▸ **Source text**:
/---

Hello experts
As a POC project, I've built a drill cluster on 5 VMs , each with the
following specs
32 GB ram
1 TB storage
16 Cores
Zookeeper quorum & apache drill installed on all 5 nodes. My storage
engine is mongo which has 5 million docs. (Our daily collection is close
to 2.5 million tweets)
*Problem*
My aggregation queries are slow, not fit for my realtime dashboard.
sample query as follows took 12.+ secs,
SELECT count(*) as cnt, actor_preferred_username from tweets where
posted_time >= '2016-08-01T00.00.00.000Z' and posted_time
<='2016-08-10T00.00.00.000Z' group by actor_preferred_username order
by cnt desc limit 10;
Pls. note that,
*In Drill*
1) I've changed the conf/drill-env.sh on each node with following
|export DRILL_HEAP=${DRILL_HEAP:-"8G”} export
DRILL_MAX_DIRECT_MEMORY=${DRILL_MAX_DIRECT_MEMORY:-"20G"}|
2) changed few setting based on the docs
<https://drill.apache.org/docs/sort-based-and-hash-based-memory-constrained-operators/>
*In Mongo*
data is sharded on 3 servers on shardkey tweet_id which distributes data
evenly on all shards and created compound index on fields used by the
above drill query.

\---

▸ **Exercise description**:
Extend the forum post about slow Apache Drill queries on MongoDB, picking up right after its last sentence.

▸ **Information provided**:
/---

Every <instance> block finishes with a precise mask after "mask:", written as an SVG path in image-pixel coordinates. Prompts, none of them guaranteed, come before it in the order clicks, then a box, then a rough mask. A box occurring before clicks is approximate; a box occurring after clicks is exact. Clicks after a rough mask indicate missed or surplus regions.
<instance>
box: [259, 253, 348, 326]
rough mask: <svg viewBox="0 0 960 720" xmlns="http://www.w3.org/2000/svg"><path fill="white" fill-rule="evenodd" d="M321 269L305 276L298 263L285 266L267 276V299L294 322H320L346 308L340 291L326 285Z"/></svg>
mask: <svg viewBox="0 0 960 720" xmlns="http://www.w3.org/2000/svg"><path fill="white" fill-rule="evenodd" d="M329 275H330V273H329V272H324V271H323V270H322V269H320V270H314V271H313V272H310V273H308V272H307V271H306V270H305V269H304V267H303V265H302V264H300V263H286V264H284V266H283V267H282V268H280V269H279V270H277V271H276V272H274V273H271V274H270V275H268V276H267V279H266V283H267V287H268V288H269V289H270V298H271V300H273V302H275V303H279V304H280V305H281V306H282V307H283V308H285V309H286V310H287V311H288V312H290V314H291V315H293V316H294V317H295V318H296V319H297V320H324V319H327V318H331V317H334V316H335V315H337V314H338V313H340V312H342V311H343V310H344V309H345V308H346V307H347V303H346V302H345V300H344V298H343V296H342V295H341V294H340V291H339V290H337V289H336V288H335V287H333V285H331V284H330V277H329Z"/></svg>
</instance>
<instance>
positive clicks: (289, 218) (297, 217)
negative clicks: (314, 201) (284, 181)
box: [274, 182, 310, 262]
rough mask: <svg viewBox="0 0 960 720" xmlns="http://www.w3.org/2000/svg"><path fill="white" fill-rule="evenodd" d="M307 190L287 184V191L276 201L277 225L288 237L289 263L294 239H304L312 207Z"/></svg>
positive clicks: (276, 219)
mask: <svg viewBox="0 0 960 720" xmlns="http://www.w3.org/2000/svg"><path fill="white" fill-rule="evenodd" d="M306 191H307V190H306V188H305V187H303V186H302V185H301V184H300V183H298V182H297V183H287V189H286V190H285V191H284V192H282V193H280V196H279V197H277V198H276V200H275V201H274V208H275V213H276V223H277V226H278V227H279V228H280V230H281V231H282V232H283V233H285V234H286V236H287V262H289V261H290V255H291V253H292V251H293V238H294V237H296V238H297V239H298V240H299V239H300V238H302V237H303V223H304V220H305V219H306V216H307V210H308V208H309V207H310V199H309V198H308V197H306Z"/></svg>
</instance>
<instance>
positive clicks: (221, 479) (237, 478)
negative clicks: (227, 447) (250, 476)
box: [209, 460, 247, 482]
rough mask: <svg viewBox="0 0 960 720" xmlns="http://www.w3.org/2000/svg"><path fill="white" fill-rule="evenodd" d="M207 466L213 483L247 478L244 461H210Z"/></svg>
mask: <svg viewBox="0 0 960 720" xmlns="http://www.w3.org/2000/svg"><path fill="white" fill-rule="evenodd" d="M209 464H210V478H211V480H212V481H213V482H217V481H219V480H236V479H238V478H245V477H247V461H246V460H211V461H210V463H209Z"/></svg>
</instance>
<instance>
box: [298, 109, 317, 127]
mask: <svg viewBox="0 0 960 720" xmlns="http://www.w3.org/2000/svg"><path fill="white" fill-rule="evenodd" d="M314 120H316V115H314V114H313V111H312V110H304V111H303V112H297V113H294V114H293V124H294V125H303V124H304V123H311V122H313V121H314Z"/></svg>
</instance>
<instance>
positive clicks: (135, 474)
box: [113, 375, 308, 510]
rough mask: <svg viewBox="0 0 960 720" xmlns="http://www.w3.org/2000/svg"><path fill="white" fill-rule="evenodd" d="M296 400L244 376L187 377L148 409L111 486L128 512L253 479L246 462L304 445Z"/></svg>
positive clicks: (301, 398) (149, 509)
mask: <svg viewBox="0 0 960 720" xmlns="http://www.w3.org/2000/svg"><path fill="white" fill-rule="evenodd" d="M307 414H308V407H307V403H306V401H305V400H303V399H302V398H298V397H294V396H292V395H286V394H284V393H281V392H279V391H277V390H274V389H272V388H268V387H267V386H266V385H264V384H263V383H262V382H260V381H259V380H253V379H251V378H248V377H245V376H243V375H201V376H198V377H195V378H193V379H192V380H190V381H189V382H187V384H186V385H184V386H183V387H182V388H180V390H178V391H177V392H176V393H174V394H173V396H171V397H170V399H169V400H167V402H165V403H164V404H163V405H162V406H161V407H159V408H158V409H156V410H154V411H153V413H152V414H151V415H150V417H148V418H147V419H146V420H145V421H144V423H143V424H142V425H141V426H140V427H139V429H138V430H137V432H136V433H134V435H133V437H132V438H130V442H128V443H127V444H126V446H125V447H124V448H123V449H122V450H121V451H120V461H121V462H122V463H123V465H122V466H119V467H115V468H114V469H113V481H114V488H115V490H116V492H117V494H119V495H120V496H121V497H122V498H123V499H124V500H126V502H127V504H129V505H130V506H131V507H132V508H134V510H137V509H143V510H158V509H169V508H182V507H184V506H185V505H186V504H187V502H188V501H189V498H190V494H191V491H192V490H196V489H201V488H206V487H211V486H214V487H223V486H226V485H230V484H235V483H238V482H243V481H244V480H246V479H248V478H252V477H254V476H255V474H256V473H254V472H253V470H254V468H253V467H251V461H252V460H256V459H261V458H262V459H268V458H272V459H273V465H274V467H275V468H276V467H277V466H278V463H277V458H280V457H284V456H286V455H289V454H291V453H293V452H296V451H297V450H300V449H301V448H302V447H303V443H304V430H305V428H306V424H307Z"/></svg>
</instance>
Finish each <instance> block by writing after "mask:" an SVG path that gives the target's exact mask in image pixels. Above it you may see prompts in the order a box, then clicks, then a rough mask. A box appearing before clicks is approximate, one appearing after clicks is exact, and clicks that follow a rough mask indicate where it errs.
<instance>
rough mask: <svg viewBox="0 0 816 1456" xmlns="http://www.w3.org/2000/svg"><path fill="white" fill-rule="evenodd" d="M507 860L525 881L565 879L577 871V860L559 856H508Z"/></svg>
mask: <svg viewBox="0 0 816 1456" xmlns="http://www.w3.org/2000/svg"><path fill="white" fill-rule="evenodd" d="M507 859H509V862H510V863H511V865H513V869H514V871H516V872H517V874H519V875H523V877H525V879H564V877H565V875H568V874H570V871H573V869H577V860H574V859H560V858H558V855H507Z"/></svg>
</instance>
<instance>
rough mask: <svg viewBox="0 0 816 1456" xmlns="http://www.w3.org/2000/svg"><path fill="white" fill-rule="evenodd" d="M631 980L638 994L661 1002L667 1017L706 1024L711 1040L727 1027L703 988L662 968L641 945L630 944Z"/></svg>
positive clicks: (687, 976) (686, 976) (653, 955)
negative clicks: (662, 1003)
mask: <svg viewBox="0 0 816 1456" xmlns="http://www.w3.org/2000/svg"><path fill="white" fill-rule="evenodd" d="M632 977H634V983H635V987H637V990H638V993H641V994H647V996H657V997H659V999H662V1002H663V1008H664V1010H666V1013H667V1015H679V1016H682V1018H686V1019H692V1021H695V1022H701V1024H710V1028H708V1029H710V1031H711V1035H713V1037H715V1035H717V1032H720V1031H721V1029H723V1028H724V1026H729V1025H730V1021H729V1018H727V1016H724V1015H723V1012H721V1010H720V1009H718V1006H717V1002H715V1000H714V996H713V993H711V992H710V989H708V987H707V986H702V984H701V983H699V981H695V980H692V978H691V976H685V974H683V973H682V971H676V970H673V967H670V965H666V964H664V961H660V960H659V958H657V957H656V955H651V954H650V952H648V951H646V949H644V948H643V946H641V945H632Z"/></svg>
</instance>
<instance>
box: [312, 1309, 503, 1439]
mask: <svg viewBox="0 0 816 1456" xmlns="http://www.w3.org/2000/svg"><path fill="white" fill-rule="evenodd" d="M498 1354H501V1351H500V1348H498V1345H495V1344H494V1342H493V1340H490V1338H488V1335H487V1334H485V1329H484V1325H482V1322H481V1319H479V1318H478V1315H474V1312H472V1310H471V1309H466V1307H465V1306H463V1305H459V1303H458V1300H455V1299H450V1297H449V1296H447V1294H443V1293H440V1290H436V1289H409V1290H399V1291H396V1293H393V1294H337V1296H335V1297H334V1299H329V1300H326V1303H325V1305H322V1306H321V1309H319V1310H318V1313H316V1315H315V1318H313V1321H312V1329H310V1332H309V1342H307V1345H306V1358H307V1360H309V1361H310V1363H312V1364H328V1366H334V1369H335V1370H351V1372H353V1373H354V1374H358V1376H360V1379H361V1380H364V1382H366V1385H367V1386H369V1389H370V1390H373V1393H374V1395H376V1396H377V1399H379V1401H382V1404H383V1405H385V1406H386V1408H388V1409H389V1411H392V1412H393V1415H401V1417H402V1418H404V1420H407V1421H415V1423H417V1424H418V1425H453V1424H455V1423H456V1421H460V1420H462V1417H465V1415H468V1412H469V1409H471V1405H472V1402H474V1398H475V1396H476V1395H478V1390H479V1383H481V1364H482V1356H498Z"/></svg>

\---

▸ **Written response**:
sample data
{
"_id" : ObjectId("58524d507e08dae4c0377b9e"),
"rule_list" : [
"A",
"B",
"C",
"D13"
],
"actor_friends_count" : 40,
"klout_score" : 28,
"actor_favorites_count" : 1697,
"actor_preferred_username" : "_20_xxxx",
"sentiment" : "neu",
"tweet_id" : "tag:search.twitter.com,2005:000xxxxx",
"object_actor_followers_count" : 573,
"actor_posted_time" : "2016-06-24T00:37:54.000Z",
"actor_id" : "id:twitter.com:xxxxxxxxxx",
"actor_display_name" : "xxxxxx",
"retweet_count" : 57,
"hashtag_list" : [
"c",
"d",
"E",
"f",
"VCVC",
"XXCXCXC",
"RRRR"
],
"body" : "some tweet blah blah",
"actor_followers_count" : 21,
"actor_status_count" : 1756,
"verb" : "share",
"posted_time" : "2016-08-01T23:47:43.000Z",
"object_actor_status_count" : 2796,
"lang" : "ar",
"object_actor_preferred_username" : "xxxxxxx",
"original_tweet_id" : "tag:search.twitter.com,2005:xxxxxxxxxxxx",
"gender" : "male",
"object_actor_id" : "id:twitter.com:xxxxxxxxxxxxx",
"favorites_count" : 0,
"object_posted_time" : "2016-08-01T22:54:22.000Z",
"object_actor_friends_count" : 69,
"generator_display_name" : "Twitter Web Client",
"object_actor_display_name" : "xxxxxxxxxxxx",
"actor_listed_count" : 0
}
*Questions*
1) How to improve aggregation query performance?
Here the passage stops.